Mad Men Finale: Don Draper Becomes a Better Ad Man


What is the perfect ending? Main characters find resolution. Past pieces coalesce. The result is logical, but not predictable (except by one guy). The show does not shower itself in schmaltz. Viewers decamp satisfied and wondering. Mad Men had the perfect ending, but for a gratifying Harry Crane comeuppance.

Don keeps on keeping on to Utah, where we spot him driving a Chevelle on the salt flats. He thwarts a robbery. He says goodbye by phone to Betty. He arrives disheveled on Stephanie Horton’s doorstep in L.A. He follows her to a retreat center. She leaves him there. Her departure precipitates his inevitable breakdown.

Via another “person to person” call, Don unloads on Peggy. He wasn’t making any sense, by making perfect sense. Now shorn of everything, a woman leads him into a group therapy session. Don lets go, connects and embraces crying, lonely Leonard.

We depart with Don before the sunrise at a morning meditation.

"“The new day brings new hope. The lives we’ve led. The lives we’ve yet to lead. A new day. New ideas. A new you.”"

This is boiled down human desire. This is also the ideal angle for advertising. Don smiles to himself. We close with the iconic “Buy the World a Coke” ad. Ambiguity. Perhaps, Don has found inner peace. An interpretation truer to the show is that he uses his epiphany to create the ultimate ad.

Don spends much of the 1960s disconnected from time, place and true feeling. He left to America to look for himself. At last, he untucks his shirt, lets his hair grow, unbuttons a few buttons and settles in. Don isn’t a monster. He’s not a savior. His true identity is Don Draper, ad man. He has empathy. He masters the zeitgeist. He uses it to sell Coke. He’s a survivor. He’s home.

Peggy and Stan get together, finally. Peggy embodies the 1960s generational shift, caught between tradition and burgeoning feminism. She wants a career. She does not want that to preclude a fulfilling domestic life. The professional and personal for Peggy have been intertwined. She finds the man who understands and who makes things better: her best friend. May they have wonderful children, capitalize on her shrewd real estate investment and live happily ever after.

Joan does coke, but frittering her life away with Richard’s retirement experiments holds little appeal. Kenny approaches her, for her capability. She opts, without Peggy, to start her own production company, Holloway and Harris. Not coincidentally, her first non-secretarial responsibility was reading scripts for Harry Crane.

In 1960, Joan wants nothing more than to be beholden. By 1970, she wants anything but. She’s a business woman. Joan feels, but she will always answer the phone. With her son’s future secure, she can go out for herself.

All of the “person to person” departure scenes, from Pete giving Peggy the cactus to Don and a makeup-less Betty felt crisp, natural and poignant. Mad Men at its finest.

Sustaining any TV show, for nearly a decade, is hard. Compound that difficulty when it’s a precise, nuanced period piece with dynamic characters over, perhaps, America’s most tumultuous decade.

Mad Men is a feat of literary ambition. It is a slow burn. Episodes have different pacing. The subtext is often richer than the text itself. A great novel reveals the heart of the human condition. Mad Men comes as close as a television show has come.

Dataset extract
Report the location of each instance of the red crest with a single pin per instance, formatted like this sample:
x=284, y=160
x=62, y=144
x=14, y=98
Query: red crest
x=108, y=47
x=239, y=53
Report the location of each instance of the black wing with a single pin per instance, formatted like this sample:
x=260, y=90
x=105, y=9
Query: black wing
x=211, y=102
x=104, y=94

--

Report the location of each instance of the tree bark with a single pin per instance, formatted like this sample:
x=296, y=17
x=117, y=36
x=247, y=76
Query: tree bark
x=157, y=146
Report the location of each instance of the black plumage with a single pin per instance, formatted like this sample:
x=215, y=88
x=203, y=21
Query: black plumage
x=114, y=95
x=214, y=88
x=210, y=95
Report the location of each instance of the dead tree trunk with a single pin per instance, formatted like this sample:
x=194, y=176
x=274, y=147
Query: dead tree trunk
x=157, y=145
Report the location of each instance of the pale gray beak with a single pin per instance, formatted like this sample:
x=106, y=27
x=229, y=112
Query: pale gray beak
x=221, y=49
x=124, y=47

Your task
Please copy the Mad Men finale text between "We depart with" and "survivor. He’s home.", inclusive, word for word.

Answer box
We depart with Don before the sunrise at a morning meditation.

"“The new day brings new hope. The lives we’ve led. The lives we’ve yet to lead. A new day. New ideas. A new you.”"

This is boiled down human desire. This is also the ideal angle for advertising. Don smiles to himself. We close with the iconic “Buy the World a Coke” ad. Ambiguity. Perhaps, Don has found inner peace. An interpretation truer to the show is that he uses his epiphany to create the ultimate ad.

Don spends much of the 1960s disconnected from time, place and true feeling. He left to America to look for himself. At last, he untucks his shirt, lets his hair grow, unbuttons a few buttons and settles in. Don isn’t a monster. He’s not a savior. His true identity is Don Draper, ad man. He has empathy. He masters the zeitgeist. He uses it to sell Coke. He’s a survivor. He’s home.